**Your objective**
Give back the following lines word for word, but leave out the picture.

**Dataset records**
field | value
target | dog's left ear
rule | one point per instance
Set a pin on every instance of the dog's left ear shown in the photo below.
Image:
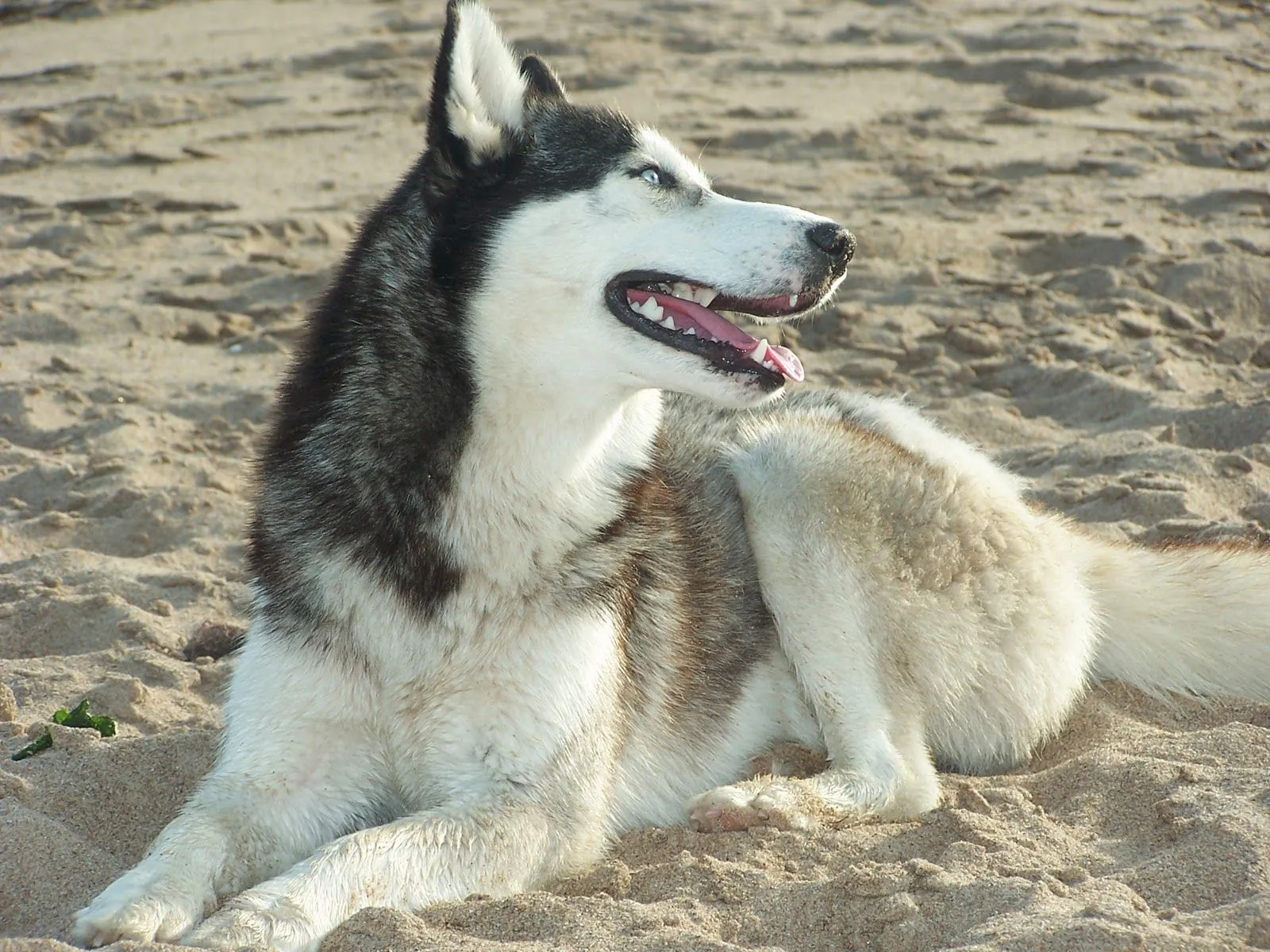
(478, 90)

**Solution for this exercise**
field | value
target | dog's left ear
rule | one point per instance
Set a pin on every instance of the dog's left ear shown in the photo below.
Image:
(478, 90)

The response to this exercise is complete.